Your goal: Set down each line of the listing exactly as it reads.
┌─ Information supplied
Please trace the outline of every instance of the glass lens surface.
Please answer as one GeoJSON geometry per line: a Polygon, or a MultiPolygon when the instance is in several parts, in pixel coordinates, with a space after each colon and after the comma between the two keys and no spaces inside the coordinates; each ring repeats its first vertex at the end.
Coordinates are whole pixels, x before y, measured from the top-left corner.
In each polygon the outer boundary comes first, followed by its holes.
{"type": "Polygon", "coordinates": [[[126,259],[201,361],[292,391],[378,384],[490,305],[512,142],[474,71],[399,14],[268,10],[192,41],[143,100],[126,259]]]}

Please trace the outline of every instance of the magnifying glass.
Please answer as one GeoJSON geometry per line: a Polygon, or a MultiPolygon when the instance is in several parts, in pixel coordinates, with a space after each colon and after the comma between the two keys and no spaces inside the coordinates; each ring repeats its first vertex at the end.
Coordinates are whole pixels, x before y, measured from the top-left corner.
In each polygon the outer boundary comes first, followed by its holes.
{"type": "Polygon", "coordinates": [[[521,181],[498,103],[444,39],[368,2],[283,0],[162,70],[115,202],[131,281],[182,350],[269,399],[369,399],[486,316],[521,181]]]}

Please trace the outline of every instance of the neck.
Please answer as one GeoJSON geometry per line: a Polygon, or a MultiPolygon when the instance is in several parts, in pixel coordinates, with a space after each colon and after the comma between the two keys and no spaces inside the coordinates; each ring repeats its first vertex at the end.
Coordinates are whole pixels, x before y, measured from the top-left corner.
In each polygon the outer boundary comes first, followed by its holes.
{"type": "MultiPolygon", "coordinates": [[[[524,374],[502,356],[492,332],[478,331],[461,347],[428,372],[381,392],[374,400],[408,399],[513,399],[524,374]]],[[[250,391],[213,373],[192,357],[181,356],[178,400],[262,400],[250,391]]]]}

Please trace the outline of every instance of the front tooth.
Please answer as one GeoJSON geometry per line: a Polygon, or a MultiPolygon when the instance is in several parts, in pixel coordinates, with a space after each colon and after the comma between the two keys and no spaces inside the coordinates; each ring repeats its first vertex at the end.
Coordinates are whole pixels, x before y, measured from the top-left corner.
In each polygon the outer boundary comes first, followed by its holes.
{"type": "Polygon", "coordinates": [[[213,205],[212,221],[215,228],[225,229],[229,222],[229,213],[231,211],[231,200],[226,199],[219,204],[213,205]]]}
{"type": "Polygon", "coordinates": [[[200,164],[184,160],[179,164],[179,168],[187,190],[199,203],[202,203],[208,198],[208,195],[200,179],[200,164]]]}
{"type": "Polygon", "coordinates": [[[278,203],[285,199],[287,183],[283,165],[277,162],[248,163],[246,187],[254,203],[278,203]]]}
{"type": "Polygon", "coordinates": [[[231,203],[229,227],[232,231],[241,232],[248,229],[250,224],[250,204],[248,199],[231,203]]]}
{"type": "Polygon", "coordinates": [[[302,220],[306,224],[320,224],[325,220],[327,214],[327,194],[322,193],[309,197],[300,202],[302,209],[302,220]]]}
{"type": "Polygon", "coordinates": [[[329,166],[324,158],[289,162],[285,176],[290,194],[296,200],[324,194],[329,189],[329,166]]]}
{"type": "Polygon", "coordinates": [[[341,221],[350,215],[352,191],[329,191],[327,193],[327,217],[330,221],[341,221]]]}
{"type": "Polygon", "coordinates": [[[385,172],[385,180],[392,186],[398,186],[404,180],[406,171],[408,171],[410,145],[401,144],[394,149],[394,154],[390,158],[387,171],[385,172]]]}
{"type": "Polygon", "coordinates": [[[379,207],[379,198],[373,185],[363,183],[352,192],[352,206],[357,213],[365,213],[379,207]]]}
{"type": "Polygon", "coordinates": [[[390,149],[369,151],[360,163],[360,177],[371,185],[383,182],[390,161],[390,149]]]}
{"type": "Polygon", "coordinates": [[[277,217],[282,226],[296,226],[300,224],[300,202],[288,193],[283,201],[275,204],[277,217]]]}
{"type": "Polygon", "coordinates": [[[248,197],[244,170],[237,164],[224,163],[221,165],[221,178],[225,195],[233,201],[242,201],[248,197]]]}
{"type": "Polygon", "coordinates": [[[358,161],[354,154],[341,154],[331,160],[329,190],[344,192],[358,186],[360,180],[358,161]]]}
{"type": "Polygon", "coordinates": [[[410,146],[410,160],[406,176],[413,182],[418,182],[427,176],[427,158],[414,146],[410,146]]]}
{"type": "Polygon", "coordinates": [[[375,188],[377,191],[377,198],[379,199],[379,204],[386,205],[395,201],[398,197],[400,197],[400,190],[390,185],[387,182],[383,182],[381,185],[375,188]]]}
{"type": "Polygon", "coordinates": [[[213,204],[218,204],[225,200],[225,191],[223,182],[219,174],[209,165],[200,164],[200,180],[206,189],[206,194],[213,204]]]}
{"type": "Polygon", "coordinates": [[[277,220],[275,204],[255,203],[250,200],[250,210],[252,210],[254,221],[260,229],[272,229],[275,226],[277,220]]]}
└─
Task response:
Please trace the outline of every instance of the glass lens surface.
Please answer as one GeoJSON geometry per line: a Polygon, or a MultiPolygon when the instance is in several parts, in pixel coordinates, with a space after each colon and after the comma between the two keys and no spaces inside the coordinates; each ring repeats its first vertex at the end.
Coordinates are whole pixels, x before y, measured from the top-left corner.
In each polygon the outer boundary comes first, followed by its holes.
{"type": "Polygon", "coordinates": [[[126,259],[201,361],[292,391],[378,384],[490,305],[512,142],[474,71],[399,14],[268,10],[192,41],[143,100],[126,259]]]}

Please trace the outline of every instance of the magnifying glass.
Please answer as one GeoJSON geometry per line: a Polygon, or a MultiPolygon when the instance is in several parts, in pixel coordinates, with a space after each colon and after the comma between the two keys and no spaces inside the coordinates; each ring repeats its first vertex at the end.
Coordinates are whole pixels, x before y, measured from the top-left corner.
In each polygon the outer boundary comes first, followed by its holes.
{"type": "Polygon", "coordinates": [[[521,181],[498,103],[444,39],[368,2],[283,0],[162,70],[115,202],[131,281],[182,350],[269,399],[369,399],[486,316],[521,181]]]}

Please trace the outline of every instance of the neck.
Please answer as one GeoJSON geometry per line: a Polygon, or a MultiPolygon when the instance is in several parts, in pixel coordinates, with a space after each colon and after the comma between the two keys and no spaces inside the coordinates; each ring repeats its first vertex at the end.
Coordinates are whole pixels, x before y, measured from the top-left corner.
In each polygon the outer boundary comes first, followed by its holes.
{"type": "MultiPolygon", "coordinates": [[[[524,374],[502,356],[492,332],[478,331],[461,347],[428,372],[381,392],[374,400],[408,399],[513,399],[524,374]]],[[[250,391],[213,373],[192,357],[181,356],[178,400],[262,400],[250,391]]]]}

Please trace the outline of every instance of the front tooth.
Please answer as one GeoJSON geometry per line: a Polygon, or a MultiPolygon when the instance is in several parts, in pixel coordinates, with a space after each colon and after the comma between the two keys and no spaces inside the coordinates; each ring repeats its first vertex at the end.
Coordinates are whole pixels, x before y, measured from the top-left corner.
In each polygon the outer boundary comes first, followed by its holes.
{"type": "Polygon", "coordinates": [[[213,205],[212,221],[215,228],[225,229],[229,222],[229,213],[231,211],[231,200],[226,199],[219,204],[213,205]]]}
{"type": "Polygon", "coordinates": [[[200,164],[184,160],[179,164],[179,168],[187,190],[199,203],[202,203],[208,198],[208,195],[200,179],[200,164]]]}
{"type": "Polygon", "coordinates": [[[278,203],[285,199],[287,183],[283,165],[277,162],[248,163],[246,187],[254,203],[278,203]]]}
{"type": "Polygon", "coordinates": [[[231,203],[229,227],[232,231],[241,232],[248,229],[250,224],[250,204],[248,199],[231,203]]]}
{"type": "Polygon", "coordinates": [[[302,220],[306,224],[320,224],[325,220],[327,214],[327,194],[322,193],[309,197],[300,202],[302,209],[302,220]]]}
{"type": "Polygon", "coordinates": [[[329,166],[324,158],[289,162],[285,176],[290,194],[296,200],[324,194],[329,189],[329,166]]]}
{"type": "Polygon", "coordinates": [[[341,221],[350,215],[352,191],[329,191],[327,193],[327,217],[330,221],[341,221]]]}
{"type": "Polygon", "coordinates": [[[385,172],[385,180],[392,186],[398,186],[404,180],[406,171],[408,171],[410,145],[401,144],[394,149],[394,154],[390,158],[387,171],[385,172]]]}
{"type": "Polygon", "coordinates": [[[379,207],[379,198],[373,185],[363,183],[352,192],[352,206],[357,213],[365,213],[379,207]]]}
{"type": "Polygon", "coordinates": [[[390,149],[369,151],[360,163],[360,177],[371,185],[383,182],[390,161],[390,149]]]}
{"type": "Polygon", "coordinates": [[[277,217],[282,226],[296,226],[300,224],[300,202],[288,193],[283,201],[275,204],[277,217]]]}
{"type": "Polygon", "coordinates": [[[248,197],[244,170],[237,164],[224,163],[221,165],[221,178],[225,195],[233,201],[242,201],[248,197]]]}
{"type": "Polygon", "coordinates": [[[358,161],[354,154],[341,154],[331,160],[329,190],[344,192],[358,186],[360,180],[358,161]]]}
{"type": "Polygon", "coordinates": [[[410,146],[410,160],[406,176],[413,182],[418,182],[427,176],[427,158],[414,146],[410,146]]]}
{"type": "Polygon", "coordinates": [[[375,188],[377,191],[377,198],[379,199],[379,204],[386,205],[395,201],[398,197],[400,197],[400,190],[390,185],[387,182],[383,182],[381,185],[375,188]]]}
{"type": "Polygon", "coordinates": [[[213,204],[218,204],[225,200],[225,191],[223,182],[219,174],[209,165],[200,164],[200,180],[206,189],[206,194],[213,204]]]}
{"type": "Polygon", "coordinates": [[[277,220],[275,204],[255,203],[250,200],[250,210],[252,210],[254,221],[260,229],[272,229],[275,226],[277,220]]]}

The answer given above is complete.